(Natural-language object grounding data)
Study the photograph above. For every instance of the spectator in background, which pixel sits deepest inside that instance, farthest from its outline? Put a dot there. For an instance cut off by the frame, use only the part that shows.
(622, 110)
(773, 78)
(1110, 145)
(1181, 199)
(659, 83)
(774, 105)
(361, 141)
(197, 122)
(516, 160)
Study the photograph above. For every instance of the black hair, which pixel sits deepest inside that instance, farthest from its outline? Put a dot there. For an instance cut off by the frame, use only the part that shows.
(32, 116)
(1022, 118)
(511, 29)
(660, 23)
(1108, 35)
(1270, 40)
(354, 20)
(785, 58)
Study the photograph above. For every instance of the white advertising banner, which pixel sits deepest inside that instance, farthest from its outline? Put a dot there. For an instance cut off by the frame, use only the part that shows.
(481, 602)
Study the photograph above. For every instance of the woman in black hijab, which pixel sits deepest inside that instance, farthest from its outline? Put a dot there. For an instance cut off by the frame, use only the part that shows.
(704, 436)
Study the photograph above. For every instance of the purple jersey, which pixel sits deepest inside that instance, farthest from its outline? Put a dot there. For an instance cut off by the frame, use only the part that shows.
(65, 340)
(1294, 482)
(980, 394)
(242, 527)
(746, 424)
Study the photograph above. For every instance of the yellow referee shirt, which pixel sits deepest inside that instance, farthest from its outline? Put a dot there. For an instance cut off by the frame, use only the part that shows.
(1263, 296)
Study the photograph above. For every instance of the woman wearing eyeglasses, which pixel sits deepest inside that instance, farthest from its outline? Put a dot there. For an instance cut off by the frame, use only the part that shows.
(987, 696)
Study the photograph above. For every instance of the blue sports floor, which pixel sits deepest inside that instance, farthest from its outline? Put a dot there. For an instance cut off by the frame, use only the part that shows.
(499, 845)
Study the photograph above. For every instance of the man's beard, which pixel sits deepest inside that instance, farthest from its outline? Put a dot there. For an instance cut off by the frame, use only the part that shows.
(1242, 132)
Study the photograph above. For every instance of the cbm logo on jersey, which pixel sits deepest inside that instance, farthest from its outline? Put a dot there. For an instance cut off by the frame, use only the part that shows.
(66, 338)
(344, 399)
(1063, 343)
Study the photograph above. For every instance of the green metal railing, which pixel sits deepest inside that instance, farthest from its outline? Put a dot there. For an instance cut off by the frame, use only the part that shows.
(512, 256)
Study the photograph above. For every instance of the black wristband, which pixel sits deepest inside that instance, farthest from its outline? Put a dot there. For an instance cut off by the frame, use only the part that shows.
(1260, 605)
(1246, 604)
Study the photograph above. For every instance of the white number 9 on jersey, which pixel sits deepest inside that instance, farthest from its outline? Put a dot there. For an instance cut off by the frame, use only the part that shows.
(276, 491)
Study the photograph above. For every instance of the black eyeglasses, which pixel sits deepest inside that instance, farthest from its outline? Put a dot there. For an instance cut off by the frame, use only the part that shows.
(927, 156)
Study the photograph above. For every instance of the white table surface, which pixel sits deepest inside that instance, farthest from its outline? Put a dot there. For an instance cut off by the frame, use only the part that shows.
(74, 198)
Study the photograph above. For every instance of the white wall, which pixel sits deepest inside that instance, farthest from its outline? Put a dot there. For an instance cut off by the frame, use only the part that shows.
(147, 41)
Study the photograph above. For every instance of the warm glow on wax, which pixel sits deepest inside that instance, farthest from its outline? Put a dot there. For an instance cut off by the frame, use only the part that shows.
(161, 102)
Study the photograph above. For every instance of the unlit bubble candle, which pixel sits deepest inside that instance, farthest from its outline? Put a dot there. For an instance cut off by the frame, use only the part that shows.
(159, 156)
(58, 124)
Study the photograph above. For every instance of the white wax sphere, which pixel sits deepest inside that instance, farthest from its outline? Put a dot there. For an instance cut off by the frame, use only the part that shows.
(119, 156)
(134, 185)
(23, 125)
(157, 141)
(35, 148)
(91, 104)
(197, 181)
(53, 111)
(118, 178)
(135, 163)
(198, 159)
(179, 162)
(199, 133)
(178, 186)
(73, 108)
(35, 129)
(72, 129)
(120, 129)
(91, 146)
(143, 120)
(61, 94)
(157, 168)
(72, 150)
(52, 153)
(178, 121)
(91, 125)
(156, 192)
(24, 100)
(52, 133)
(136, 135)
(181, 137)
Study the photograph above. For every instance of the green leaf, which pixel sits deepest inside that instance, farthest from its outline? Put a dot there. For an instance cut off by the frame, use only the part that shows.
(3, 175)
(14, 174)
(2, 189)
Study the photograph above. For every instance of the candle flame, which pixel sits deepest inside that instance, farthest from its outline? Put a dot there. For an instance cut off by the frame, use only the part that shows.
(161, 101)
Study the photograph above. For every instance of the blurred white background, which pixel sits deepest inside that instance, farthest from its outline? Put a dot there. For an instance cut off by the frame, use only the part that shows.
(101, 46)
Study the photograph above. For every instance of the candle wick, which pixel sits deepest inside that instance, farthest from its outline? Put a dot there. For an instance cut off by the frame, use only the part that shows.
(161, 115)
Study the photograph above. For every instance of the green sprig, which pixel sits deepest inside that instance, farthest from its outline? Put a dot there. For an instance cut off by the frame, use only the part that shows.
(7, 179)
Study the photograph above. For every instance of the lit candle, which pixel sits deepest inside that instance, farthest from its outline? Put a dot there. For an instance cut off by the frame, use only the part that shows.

- [What you will do]:
Write out the entries above once more, without altering anything.

- [Expected output]:
Study the photograph above. For every instance of the spectator in background, which pixel sits deepest inside that instance, farthest from its outline? Put a dot there. For an instance cut off by the frame, use only the part that shows.
(622, 110)
(773, 78)
(1110, 145)
(1181, 199)
(659, 83)
(774, 105)
(361, 141)
(197, 122)
(516, 160)
Study the photograph above. For every instance of the black hair, which pixel sits deepest inside that instance, farthest from its outline? Put a dot there. For an instance cut off by the frame, use only the part that shows.
(32, 116)
(1022, 118)
(511, 29)
(660, 23)
(1108, 35)
(1270, 40)
(354, 20)
(785, 58)
Study the photograph above. For every instance of the white advertising banner, which pixel sits deepest inside that instance, farthest from its outline? Put a dot there. For an instance cut off by the frame, use only the part that shows.
(481, 602)
Study the photograph above. For every instance of the woman in black hijab, which pixel sits deepest inside that instance, farthest from its outline? Put a dot there. For an instance cut off by the frame, use only the part that shows.
(704, 436)
Study the photograph above. For every instance of the purple jersey, which pixel sits deepest inside that instance, farthest from its outline? Put a dot there. For an instance cut off by the frame, use only the part that shows.
(65, 340)
(1294, 482)
(980, 394)
(242, 527)
(746, 424)
Study the photograph above. For every instance of the yellow referee shirt, which pixel sits deepest inside that instance, farthest from its outline? Put a dot there. For an instance cut off by the frame, use only the part that shows.
(1263, 296)
Study the photograph above. For every instance of the woman wearing eyeglasses, which pixel sits deepest inside that instance, farthest from its outline? Put a dot there. For an instance cut off by the frame, use only the part that shows.
(987, 696)
Study the photograph above. For every instance of the blue sports floor, which pixel sits deepest inside that instance, farthest from its outline? Put a dot there. For an instance cut off by the frame, use only the part that shows.
(499, 845)
Study the photograph above. For every instance of the man's beard, which pixel sits deepest inside that instance, farthest from its outline? Put a dot there. For an instance cut off by the frame, use only the part that shows.
(1242, 132)
Study the photograph above. For every instance of the cbm logo on jersey, which pixel sits deepest inside that instance, farthest from its outline? Put a dot there. For an instance cut off by the frame, use only the part that shows.
(66, 338)
(344, 399)
(1063, 343)
Study the photograph above. For every instance of the green metal railing, which pixel sits deepest inside that instance, farthest from its outline? Put a dot there. For an instance cut off by the frame, use only the part that shows.
(512, 256)
Study the photograph above. For every instance of the black wristband, which pixel sits deepest inside that instance, farthest from its outline? Put a dot there. For an instance cut off by the frame, use only the part that shows.
(1260, 605)
(1246, 604)
Study the photograph above. For every instance of the white number 9 on jersey, which pixel sits deepest inside that instance, farthest from its outline? Put a dot there. For an instance cut off by the frame, use only the part that shows.
(276, 491)
Study the photograph above. For every instance of the black eyeglasses, which pixel sits deepest inside that instance, farthest from its outline? Put a dot there. For an instance cut off by the frame, use only the part that shows.
(927, 156)
Study the photograph above. For every instance of the white table surface, which pixel sits deepest inside that instance, farthest from its outline? Put a dot there. For an instance cut off by the frame, use only the part that shows.
(74, 198)
Study the photograph above. For every instance of the white wall, which pixel sits deepest inside that instance, farthest from its outline? Put a dot there. For an instance cut off by the frame, use only the part that shows.
(147, 41)
Study the photograph above. For every instance of the warm glow on wax, which pixel sits deepest inside that instance, farthest from its outline? Put a dot there. For an instance cut off by the frame, use only the part that shows.
(161, 102)
Study the photograph above. For every instance of the unlit bubble candle, which pixel sits deepest inside that instance, farthest from its outline? Put a dot there. For an instance cut off by the frame, use only the part that shows.
(159, 156)
(58, 124)
Study the photograph above. For every instance of the white wax sphere, which pixel sits deepest inside that instance, farthest from its outline? Put a dot there. For an instance cut off by the frame, use only the part that shows.
(119, 156)
(134, 185)
(23, 125)
(157, 141)
(35, 148)
(91, 104)
(197, 181)
(53, 111)
(118, 178)
(135, 163)
(198, 159)
(179, 162)
(199, 133)
(178, 186)
(73, 108)
(35, 129)
(72, 129)
(120, 129)
(91, 146)
(143, 120)
(61, 94)
(157, 168)
(72, 150)
(52, 153)
(178, 121)
(91, 125)
(156, 192)
(24, 100)
(52, 133)
(136, 135)
(181, 137)
Study the photograph above. For every instance of the green leaf, which pixel sits deepest inside that instance, farthest from its outline? Put a dot there. For an instance cut off by the frame, use only the part that shows.
(3, 175)
(14, 174)
(2, 189)
Study the photograph above. For every instance of the candle flame, which pixel sits deepest inside that instance, farthest from its outline? Put a dot there. For an instance cut off by the frame, use only the part that shows.
(161, 101)
Study the photograph above. For every instance of the blurred white background, which pixel sits deepest inside that instance, farthest from its outline? Put a dot there. For an instance cut off by the frame, use only the part that shows.
(101, 46)
Study the photograph above. For every instance of the candle wick, which pixel sits deepest inside that instance, farthest from its outline? Put a dot there. For an instance cut off by the frame, use only the part that shows.
(161, 115)
Study the photograph above. For every instance of the green sprig, which pixel sits deepest inside that instance, farthest from its outline? Put a dot there. For an instance cut off by the frame, use only the part that shows.
(7, 179)
Study the photograph above. For every instance of the lit candle, which pixel sits deepest inside that instance, farthest from its outline? Put a dot there. For an instance cut off by the frame, use only the part that shows.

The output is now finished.